(Written instruction): Count the lines in the items below that contain the string "golden", with case counting, and reply with the number alone.

(Supplied records):
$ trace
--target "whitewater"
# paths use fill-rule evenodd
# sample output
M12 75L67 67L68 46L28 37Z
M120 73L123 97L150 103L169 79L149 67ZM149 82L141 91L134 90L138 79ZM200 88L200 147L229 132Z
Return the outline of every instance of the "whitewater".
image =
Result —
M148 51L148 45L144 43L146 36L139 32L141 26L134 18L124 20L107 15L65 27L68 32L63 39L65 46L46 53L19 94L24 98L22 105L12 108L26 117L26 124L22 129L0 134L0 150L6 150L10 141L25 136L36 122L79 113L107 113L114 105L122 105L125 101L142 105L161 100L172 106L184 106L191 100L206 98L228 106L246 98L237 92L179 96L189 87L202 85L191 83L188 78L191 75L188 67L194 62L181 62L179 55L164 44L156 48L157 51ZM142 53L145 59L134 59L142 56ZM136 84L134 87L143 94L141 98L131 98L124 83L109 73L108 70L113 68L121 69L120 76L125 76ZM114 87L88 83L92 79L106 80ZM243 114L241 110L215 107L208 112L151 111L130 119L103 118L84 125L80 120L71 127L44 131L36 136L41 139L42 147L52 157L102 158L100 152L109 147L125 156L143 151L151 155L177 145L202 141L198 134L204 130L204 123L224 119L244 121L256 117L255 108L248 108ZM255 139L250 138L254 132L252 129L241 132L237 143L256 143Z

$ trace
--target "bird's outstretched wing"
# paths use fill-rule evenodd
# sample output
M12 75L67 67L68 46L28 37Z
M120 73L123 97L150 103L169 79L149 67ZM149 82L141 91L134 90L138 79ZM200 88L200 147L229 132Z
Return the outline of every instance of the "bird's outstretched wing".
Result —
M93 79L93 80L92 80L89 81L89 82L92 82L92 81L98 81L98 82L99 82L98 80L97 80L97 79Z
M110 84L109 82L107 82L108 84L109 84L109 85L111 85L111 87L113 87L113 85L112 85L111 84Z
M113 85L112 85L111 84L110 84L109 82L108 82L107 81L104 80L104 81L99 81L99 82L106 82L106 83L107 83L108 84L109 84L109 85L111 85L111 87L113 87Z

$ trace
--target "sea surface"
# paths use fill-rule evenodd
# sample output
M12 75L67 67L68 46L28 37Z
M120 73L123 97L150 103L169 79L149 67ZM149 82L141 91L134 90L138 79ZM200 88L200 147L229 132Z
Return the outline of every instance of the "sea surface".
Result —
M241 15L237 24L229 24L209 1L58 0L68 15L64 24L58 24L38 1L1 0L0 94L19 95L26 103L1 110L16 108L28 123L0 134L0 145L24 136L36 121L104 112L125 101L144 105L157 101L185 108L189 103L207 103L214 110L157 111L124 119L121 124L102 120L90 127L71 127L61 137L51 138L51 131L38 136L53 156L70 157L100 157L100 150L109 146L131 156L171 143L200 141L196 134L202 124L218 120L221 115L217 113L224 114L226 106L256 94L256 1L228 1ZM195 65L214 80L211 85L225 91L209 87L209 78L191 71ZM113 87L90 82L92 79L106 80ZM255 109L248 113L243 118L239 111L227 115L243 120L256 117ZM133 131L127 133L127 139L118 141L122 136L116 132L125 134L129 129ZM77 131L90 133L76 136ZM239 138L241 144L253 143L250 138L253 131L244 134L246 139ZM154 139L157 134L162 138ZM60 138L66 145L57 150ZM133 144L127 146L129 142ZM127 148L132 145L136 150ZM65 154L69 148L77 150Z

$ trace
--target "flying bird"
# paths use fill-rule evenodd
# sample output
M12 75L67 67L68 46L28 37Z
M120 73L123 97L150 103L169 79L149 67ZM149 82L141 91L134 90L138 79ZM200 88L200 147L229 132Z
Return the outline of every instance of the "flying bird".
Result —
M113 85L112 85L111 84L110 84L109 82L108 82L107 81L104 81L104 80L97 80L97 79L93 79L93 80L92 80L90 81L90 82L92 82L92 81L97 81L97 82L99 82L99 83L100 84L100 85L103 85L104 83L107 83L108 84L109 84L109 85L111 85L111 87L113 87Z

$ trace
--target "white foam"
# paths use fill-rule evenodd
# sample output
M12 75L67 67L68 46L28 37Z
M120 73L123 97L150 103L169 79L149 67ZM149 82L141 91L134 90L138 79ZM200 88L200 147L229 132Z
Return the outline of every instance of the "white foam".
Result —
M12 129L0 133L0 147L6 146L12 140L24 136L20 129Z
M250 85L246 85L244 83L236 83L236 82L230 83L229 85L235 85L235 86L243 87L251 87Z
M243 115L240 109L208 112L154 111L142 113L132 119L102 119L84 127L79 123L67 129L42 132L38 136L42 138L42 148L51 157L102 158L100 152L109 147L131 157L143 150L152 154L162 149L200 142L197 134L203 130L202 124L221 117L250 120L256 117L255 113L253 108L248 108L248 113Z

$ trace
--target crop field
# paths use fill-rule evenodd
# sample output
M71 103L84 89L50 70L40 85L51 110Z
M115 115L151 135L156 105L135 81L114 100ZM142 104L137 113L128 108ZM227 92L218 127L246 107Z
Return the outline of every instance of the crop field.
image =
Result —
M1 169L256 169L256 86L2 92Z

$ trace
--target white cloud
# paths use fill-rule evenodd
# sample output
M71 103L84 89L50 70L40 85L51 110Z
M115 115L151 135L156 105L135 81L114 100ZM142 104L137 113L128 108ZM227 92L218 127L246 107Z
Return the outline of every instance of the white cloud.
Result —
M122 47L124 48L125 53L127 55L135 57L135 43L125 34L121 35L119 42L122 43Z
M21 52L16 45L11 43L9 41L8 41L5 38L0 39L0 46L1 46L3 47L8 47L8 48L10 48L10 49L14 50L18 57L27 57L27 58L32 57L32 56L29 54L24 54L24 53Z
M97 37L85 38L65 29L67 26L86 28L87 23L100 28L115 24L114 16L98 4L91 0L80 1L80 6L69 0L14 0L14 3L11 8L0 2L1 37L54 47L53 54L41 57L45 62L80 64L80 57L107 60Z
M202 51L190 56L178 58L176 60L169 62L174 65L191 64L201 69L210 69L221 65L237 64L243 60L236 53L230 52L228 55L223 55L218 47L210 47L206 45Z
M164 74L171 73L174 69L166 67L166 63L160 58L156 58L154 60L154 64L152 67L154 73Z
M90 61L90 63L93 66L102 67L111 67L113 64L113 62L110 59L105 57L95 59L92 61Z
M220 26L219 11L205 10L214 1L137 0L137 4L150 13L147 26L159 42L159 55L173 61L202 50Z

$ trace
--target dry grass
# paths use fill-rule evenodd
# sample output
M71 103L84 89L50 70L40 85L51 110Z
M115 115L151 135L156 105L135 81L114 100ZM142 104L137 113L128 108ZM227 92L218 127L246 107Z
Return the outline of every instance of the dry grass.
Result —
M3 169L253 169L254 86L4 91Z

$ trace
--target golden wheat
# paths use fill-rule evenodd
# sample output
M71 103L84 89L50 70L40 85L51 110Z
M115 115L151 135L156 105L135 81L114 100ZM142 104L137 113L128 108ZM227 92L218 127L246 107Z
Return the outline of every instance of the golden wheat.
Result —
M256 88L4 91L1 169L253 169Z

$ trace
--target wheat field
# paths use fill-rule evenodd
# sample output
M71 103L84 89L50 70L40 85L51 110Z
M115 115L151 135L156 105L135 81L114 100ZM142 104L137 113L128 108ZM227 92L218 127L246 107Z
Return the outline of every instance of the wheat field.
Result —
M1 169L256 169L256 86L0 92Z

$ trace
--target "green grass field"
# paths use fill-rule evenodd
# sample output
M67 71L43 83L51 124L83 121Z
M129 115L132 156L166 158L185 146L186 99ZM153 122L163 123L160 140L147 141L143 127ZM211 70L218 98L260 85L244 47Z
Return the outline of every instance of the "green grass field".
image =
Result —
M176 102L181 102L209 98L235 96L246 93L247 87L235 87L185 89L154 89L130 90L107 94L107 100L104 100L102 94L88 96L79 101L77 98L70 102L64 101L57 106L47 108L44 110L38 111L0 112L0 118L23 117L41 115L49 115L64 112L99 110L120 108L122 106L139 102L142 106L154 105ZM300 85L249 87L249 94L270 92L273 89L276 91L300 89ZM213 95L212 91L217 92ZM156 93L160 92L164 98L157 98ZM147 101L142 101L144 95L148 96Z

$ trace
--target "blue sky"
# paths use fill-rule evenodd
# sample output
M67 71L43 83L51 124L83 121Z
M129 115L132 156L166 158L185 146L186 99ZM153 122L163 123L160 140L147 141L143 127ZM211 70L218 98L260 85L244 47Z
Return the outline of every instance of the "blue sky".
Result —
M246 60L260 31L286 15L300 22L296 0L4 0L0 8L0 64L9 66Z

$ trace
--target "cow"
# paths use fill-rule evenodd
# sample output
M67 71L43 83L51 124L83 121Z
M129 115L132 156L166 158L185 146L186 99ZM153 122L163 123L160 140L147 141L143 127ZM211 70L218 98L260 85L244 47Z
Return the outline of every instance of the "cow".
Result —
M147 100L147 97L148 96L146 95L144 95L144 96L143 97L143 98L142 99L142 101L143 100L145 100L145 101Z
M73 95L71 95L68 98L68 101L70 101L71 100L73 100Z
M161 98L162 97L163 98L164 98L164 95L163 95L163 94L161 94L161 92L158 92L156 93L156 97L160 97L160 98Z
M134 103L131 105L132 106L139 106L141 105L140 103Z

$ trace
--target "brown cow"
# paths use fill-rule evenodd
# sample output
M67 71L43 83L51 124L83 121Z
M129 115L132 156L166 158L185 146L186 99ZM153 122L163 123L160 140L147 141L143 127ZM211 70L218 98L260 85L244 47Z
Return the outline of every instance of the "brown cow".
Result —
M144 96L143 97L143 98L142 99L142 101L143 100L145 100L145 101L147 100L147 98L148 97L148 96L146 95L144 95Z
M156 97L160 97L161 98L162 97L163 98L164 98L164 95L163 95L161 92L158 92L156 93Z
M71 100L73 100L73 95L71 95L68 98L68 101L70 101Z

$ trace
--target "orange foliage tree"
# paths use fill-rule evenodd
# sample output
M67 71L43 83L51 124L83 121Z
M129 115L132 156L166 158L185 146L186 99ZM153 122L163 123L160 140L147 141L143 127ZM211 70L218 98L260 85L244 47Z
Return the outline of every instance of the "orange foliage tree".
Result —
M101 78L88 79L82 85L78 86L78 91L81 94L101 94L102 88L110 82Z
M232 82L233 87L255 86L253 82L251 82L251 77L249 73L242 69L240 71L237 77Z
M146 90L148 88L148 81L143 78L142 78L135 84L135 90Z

(Response to this task): 2